What is asked: The data follows this line. Copy verbatim the line with "Note: for every instance of the antenna" and each line after it to the end.

Material provided:

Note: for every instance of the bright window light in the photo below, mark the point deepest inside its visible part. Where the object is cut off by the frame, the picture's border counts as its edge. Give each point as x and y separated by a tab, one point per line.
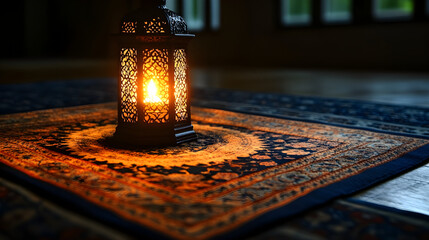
172	5
296	12
391	9
337	11
194	14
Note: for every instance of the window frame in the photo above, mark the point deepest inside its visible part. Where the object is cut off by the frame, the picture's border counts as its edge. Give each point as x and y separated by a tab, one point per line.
361	14
209	24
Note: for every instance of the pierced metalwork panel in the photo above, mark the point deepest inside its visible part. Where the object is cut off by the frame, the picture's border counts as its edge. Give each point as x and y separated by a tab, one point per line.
156	25
129	27
178	24
155	85
129	85
180	87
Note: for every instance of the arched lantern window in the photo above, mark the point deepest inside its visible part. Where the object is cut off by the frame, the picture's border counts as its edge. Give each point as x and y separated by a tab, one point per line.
154	85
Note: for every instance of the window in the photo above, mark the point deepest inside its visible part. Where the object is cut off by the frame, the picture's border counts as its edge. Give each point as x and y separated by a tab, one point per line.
393	9
337	11
194	14
172	5
296	12
200	15
319	13
427	7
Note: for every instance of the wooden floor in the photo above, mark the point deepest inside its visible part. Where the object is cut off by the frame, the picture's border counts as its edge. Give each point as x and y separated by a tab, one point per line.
409	191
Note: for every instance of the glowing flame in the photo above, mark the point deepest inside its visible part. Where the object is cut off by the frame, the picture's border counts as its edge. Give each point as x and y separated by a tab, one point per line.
152	93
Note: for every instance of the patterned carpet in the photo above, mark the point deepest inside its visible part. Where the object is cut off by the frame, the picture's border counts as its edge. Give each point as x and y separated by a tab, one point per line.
245	172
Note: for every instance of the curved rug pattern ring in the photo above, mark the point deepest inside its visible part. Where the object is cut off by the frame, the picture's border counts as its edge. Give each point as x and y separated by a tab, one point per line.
266	166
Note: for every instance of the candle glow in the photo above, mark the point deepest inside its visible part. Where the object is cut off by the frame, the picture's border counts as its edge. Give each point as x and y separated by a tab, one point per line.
152	93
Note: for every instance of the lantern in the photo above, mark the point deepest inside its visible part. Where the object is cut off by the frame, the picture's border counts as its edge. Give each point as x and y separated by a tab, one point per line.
154	90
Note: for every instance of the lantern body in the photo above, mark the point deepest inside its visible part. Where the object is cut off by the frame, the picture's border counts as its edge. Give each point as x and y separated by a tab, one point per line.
153	87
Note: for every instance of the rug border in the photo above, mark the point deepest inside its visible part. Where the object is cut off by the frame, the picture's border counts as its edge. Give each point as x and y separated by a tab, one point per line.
323	195
62	197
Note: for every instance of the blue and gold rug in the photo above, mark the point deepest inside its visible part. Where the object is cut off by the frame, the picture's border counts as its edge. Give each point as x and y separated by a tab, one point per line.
245	170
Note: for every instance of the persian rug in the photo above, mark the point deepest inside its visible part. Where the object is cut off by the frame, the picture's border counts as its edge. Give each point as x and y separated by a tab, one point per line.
244	171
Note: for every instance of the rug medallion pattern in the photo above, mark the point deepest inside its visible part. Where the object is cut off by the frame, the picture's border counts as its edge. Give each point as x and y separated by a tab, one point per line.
241	167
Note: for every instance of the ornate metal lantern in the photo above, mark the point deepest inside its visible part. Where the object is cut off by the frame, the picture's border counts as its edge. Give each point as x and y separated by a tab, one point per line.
154	101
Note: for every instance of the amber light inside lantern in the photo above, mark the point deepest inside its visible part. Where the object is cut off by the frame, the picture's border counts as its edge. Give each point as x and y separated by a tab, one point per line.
155	88
154	106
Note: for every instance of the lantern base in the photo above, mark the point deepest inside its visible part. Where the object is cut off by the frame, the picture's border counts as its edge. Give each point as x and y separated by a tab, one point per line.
153	136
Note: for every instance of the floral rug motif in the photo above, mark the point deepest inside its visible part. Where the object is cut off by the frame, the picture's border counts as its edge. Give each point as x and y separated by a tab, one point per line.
242	171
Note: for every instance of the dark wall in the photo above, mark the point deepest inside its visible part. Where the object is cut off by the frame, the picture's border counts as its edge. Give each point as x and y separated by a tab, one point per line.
249	37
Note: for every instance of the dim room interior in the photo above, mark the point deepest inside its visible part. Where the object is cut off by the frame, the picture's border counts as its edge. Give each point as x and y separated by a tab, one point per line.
310	119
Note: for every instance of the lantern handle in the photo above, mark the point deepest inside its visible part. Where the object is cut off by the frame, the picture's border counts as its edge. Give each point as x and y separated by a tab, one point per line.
153	3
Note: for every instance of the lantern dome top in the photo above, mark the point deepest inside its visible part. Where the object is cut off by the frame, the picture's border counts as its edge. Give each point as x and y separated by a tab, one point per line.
153	18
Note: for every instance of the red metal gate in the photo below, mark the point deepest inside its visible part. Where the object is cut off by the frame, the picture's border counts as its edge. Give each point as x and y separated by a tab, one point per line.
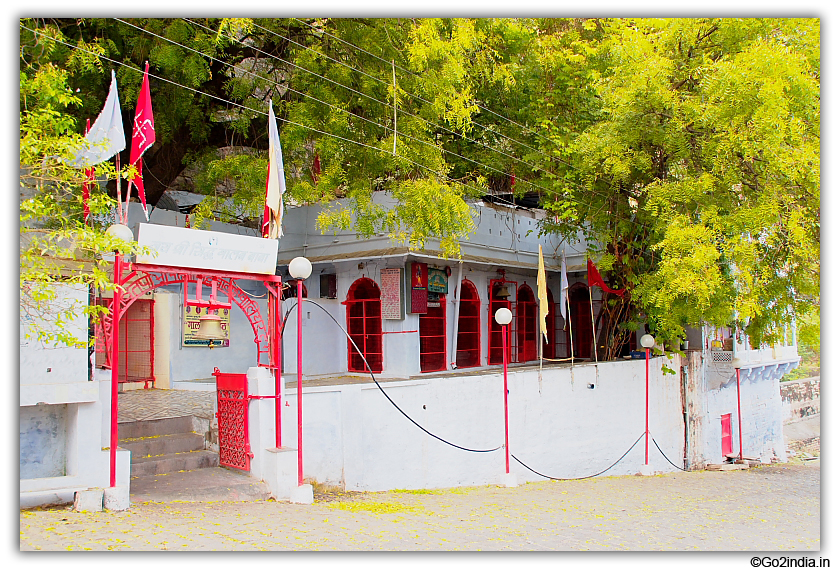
726	434
232	394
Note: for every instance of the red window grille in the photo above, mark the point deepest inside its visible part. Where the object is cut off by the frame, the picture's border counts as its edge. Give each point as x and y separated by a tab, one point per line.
137	342
526	324
726	434
364	325
433	337
468	351
500	290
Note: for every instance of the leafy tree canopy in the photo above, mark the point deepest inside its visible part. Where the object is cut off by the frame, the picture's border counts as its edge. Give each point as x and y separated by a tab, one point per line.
685	150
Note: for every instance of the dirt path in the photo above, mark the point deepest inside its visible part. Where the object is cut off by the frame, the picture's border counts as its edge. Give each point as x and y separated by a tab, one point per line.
764	509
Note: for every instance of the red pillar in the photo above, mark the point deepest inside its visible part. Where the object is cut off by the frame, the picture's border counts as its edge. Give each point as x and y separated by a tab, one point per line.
278	376
740	431
115	364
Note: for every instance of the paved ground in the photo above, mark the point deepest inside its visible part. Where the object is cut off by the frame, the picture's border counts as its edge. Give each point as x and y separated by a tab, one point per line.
733	510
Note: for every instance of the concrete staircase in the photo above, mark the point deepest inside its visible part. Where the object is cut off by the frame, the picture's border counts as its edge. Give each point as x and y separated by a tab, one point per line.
166	445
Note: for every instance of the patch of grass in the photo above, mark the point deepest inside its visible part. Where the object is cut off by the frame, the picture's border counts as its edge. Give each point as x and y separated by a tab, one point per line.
375	507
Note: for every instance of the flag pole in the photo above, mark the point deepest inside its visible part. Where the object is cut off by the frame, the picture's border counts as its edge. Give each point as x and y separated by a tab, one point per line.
592	314
119	192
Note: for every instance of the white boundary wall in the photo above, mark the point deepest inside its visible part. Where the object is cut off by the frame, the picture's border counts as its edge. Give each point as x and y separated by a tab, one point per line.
53	379
353	436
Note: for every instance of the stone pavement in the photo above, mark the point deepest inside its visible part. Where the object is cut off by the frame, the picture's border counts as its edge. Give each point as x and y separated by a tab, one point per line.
769	508
154	404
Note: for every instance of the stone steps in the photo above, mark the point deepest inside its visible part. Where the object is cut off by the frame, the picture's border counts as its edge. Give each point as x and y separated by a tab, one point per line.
173	463
164	446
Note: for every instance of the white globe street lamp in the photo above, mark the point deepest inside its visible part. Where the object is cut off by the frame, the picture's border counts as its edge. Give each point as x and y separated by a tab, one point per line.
120	231
300	268
503	316
647	342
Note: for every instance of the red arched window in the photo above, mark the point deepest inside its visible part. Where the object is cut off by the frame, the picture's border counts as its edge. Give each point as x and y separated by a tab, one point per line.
550	347
526	324
580	321
364	325
468	351
433	336
500	291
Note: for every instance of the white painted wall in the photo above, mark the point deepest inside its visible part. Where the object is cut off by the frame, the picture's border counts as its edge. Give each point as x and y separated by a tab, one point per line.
761	415
560	427
86	424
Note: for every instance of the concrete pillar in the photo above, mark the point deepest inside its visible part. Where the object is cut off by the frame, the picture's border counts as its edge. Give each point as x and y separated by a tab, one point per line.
276	466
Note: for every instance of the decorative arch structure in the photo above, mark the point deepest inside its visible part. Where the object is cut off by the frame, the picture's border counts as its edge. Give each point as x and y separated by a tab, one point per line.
141	278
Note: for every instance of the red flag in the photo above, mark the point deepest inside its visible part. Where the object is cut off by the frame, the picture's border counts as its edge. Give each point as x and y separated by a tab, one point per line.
86	185
142	136
594	278
316	168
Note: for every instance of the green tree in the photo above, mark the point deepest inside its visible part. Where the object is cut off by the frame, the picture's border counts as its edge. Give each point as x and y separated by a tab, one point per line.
699	175
56	246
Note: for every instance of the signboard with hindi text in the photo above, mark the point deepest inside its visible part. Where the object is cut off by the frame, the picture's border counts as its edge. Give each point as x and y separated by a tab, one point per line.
438	280
391	285
192	318
201	249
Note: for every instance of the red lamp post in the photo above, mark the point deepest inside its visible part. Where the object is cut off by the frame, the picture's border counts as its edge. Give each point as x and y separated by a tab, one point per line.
300	268
647	342
503	317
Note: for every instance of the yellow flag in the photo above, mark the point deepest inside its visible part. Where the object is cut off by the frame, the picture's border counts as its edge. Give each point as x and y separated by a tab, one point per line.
542	293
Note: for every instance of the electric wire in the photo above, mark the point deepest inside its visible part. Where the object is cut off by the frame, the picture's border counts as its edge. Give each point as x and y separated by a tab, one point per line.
417	96
370	371
579	478
665	456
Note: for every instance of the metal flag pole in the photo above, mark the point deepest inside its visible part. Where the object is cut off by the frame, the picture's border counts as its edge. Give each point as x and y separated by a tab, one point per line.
592	314
119	193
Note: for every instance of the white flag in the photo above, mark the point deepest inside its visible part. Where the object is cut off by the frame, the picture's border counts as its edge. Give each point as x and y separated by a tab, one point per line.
564	287
275	185
106	137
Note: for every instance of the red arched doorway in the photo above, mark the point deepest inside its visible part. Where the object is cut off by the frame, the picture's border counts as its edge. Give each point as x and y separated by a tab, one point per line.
580	320
526	324
550	347
364	325
433	336
499	295
468	351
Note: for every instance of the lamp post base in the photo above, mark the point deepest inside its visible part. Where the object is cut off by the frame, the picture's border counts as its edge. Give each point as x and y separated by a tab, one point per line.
302	495
646	470
509	480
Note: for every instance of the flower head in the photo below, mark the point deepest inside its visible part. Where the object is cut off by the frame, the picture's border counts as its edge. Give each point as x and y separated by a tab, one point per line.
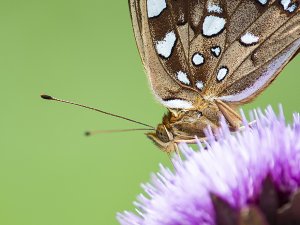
249	177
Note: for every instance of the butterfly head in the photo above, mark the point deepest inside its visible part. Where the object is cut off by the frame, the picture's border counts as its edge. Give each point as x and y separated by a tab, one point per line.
182	126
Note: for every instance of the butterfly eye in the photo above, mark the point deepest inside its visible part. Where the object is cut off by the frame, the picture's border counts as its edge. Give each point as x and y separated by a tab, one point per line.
199	114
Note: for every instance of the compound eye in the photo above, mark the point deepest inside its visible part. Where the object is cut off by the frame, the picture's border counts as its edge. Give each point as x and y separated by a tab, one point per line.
162	133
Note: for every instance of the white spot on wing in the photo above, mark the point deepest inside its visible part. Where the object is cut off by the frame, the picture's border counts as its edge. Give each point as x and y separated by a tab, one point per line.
211	8
222	73
198	59
177	104
155	7
286	5
183	78
212	25
249	39
200	85
263	2
265	77
165	46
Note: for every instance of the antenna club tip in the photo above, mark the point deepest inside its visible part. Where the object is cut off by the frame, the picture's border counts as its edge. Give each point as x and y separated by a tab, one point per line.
47	97
87	133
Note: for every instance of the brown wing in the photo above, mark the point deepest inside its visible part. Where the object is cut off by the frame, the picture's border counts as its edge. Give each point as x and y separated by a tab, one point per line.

Answer to this exercise:
Note: for every instance of the antenna club tip in the photo above, mark the point deepest inside its visible part. Where the object is cut off by the frame, the picture's border counts as its edge. Give each point as x and y separated by a tab, one point per line.
47	97
87	133
Note: for every instance of the brown wing in the photo above, mark the point deepest inside its visible part. Where the object is cut off by the frame, the picture's border counts as its edge. Give each point as x and y separated by a tab, one point per line.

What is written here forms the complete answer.